__Work to do__: Print the listing below exactly.

__Data supplied__:
•••••

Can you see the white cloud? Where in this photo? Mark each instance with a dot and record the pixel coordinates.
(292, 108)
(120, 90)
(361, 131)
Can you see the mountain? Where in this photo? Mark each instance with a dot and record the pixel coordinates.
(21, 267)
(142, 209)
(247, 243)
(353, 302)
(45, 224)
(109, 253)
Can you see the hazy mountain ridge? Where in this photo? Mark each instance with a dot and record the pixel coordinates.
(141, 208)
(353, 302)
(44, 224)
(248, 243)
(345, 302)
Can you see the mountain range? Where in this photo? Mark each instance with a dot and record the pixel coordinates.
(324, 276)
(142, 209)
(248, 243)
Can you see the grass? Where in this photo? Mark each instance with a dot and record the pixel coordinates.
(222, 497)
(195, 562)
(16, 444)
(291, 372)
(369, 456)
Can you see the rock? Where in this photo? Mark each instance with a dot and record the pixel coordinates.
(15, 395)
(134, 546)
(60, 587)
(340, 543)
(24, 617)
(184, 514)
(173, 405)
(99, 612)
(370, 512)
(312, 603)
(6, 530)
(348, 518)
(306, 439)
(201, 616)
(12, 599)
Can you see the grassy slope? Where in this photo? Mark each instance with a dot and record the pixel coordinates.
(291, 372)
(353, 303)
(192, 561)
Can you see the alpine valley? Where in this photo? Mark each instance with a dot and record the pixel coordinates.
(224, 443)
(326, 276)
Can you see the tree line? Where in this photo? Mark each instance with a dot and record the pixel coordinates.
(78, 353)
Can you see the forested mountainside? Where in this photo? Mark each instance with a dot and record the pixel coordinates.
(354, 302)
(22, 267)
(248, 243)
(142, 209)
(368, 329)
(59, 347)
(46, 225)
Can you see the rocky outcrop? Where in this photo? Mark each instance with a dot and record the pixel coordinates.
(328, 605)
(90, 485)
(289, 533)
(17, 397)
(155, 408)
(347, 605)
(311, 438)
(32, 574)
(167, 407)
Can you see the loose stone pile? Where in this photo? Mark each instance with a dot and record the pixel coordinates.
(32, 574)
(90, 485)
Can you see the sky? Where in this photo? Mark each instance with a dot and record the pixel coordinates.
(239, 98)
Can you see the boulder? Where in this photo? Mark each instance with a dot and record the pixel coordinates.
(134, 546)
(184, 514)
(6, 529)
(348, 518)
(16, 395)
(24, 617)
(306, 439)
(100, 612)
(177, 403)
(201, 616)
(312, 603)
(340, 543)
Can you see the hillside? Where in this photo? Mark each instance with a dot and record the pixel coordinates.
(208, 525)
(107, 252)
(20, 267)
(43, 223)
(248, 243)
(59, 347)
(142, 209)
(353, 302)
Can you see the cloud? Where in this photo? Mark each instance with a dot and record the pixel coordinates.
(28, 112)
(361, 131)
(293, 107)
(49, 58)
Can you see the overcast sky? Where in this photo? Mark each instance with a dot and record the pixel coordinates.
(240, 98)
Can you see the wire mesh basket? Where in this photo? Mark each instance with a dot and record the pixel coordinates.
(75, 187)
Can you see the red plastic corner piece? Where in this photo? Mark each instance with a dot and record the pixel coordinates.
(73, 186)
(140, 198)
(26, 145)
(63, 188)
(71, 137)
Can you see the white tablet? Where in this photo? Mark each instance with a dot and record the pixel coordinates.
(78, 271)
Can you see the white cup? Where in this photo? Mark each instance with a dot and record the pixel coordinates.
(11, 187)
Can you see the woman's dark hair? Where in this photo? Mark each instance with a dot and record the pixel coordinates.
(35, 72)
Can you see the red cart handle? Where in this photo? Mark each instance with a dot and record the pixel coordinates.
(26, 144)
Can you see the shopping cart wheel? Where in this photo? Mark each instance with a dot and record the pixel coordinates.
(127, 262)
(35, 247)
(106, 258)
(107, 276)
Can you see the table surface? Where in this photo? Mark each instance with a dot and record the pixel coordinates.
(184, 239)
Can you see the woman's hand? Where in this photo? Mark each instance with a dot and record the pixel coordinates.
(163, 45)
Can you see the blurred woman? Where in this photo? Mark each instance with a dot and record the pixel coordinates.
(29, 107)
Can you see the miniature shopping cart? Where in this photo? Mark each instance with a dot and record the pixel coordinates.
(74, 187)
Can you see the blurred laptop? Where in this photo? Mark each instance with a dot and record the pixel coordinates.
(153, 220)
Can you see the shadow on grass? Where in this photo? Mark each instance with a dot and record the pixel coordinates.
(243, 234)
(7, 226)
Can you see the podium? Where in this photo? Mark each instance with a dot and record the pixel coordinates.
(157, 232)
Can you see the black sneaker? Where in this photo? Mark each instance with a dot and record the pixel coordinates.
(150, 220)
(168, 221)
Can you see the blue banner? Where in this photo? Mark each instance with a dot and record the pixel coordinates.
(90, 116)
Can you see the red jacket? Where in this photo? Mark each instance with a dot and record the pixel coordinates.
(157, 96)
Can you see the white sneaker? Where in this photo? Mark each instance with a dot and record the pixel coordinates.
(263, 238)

•••••

__Written solution__:
Can you see the white cloud? Where in this photo? Mark each instance with a dot and record the pixel coordinates.
(292, 108)
(120, 90)
(361, 131)
Can you see the mountain? Where in this photo? Mark each instance with a dot and record the pixel coordinates.
(21, 267)
(142, 209)
(247, 243)
(353, 302)
(45, 224)
(109, 253)
Can you see the hazy mountain ridge? Where in this photo? Mark each instance with a dot and record the pixel coordinates.
(141, 208)
(353, 302)
(44, 224)
(248, 243)
(345, 302)
Can you see the mountain range? Where in this photo? Mark each instance with a dot and record the pixel coordinates.
(324, 276)
(142, 209)
(248, 243)
Can you see the grass? Where in this photo? Mark each instance with a dot and record the pixel coordinates.
(222, 497)
(195, 562)
(16, 444)
(291, 372)
(369, 456)
Can you see the rock? Where in this photo? Mark each instance with a dot and record the pixel coordinates.
(15, 395)
(134, 546)
(60, 587)
(340, 543)
(24, 617)
(184, 514)
(173, 405)
(99, 612)
(370, 512)
(312, 603)
(6, 530)
(348, 518)
(306, 439)
(201, 616)
(12, 599)
Can you see the grassy slope? Where in this photo? Mark each instance with a dot and record the pixel coordinates.
(291, 372)
(353, 303)
(192, 561)
Can you see the alpine valley? Where in this photo? Mark each instance with a dot and record the pixel coordinates.
(224, 443)
(326, 276)
Can you see the tree line? Where in this photo? Mark each instance with a dot and record the pixel coordinates.
(78, 353)
Can you see the forested mountainside? Where in this photo? Mark each instance with a dot and record the pixel coordinates.
(354, 302)
(22, 267)
(248, 243)
(142, 209)
(368, 329)
(59, 347)
(46, 225)
Can you see the rocky outcrop? Where in this photo? Mark each instance with a dot and record the pixel coordinates.
(328, 605)
(90, 485)
(289, 533)
(17, 397)
(155, 408)
(347, 605)
(311, 438)
(32, 574)
(167, 407)
Can you see the loose stone pile? Where in this photo? Mark each instance with a dot and record the pixel coordinates.
(32, 574)
(90, 485)
Can you see the sky? Where in this photo? Mark each instance with a dot and record the pixel coordinates.
(239, 98)
Can you see the boulder? Where in this photo? Mark each instance with a dot and record the pixel coordinates.
(134, 546)
(184, 514)
(6, 529)
(348, 518)
(16, 395)
(24, 617)
(306, 439)
(100, 612)
(177, 403)
(201, 616)
(312, 603)
(340, 543)
Can you see the hillside? Where in this photo? Mark each instance with a dot and record the pixel coordinates.
(208, 525)
(107, 252)
(20, 267)
(43, 223)
(248, 243)
(59, 347)
(142, 209)
(353, 302)
Can you see the cloud? Where in this photo? Mark each instance with a dot and record the pixel coordinates.
(28, 112)
(361, 131)
(293, 107)
(49, 58)
Can you see the overcast sky? Where in this photo? Mark each instance with a dot and record the pixel coordinates.
(240, 98)
Can you see the wire mesh basket? Where in this photo? Mark each instance with a dot and record the pixel coordinates.
(75, 187)
Can you see the red plastic corner piece? Where in this photo? Mark each instance with a dot and record the pixel coordinates.
(73, 186)
(140, 198)
(26, 145)
(63, 188)
(71, 137)
Can you see the white tablet? Where in this photo? Mark each instance with a dot and record the pixel coordinates.
(78, 271)
Can you see the white cup? Where in this photo? Mark each instance with a dot and record the pixel coordinates.
(11, 187)
Can you see the woman's dark hair? Where in this photo? Mark each instance with a dot and record the pixel coordinates.
(35, 72)
Can you see the red cart handle? Where in this photo? Mark each instance with a dot and record the pixel coordinates.
(26, 144)
Can you see the shopping cart wheel? Where in this photo? Mark each instance with a dot and record the pixel coordinates.
(127, 262)
(35, 247)
(106, 258)
(107, 276)
Can you see the table surface? Where in this photo? Mark each instance with a dot and record the pixel coordinates.
(184, 239)
Can you see the woman's hand? Where in this photo? Mark each instance with a dot and record the pixel coordinates.
(163, 45)
Can you see the blurred woman? Where in this photo? Mark each instance with a dot and record the pixel coordinates.
(29, 107)
Can you see the miniature shopping cart? Where in this photo? Mark each instance with a dot and record the pixel coordinates.
(74, 187)
Can you see the blurred laptop? Where in this photo? Mark each instance with a dot and record the pixel coordinates.
(153, 220)
Can you see the shadow on grass? Where in this photo? Mark each instance with a dot and record the pixel coordinates.
(243, 234)
(7, 226)
Can you see the podium? Where in this photo? Mark each instance with a dot and record the pixel coordinates.
(157, 232)
Can you see the black sneaker? Where in this photo? Mark each instance with a dot and record the pixel coordinates.
(150, 220)
(168, 221)
Can you see the blue banner? Where in this photo? Mark each instance with a dot and record the pixel coordinates.
(90, 116)
Can you see the red jacket? Where in this photo? Mark each instance with a dot and record the pixel coordinates.
(157, 96)
Can you see the white sneaker? Where in this photo? Mark each instance with a dot and record the pixel coordinates.
(263, 238)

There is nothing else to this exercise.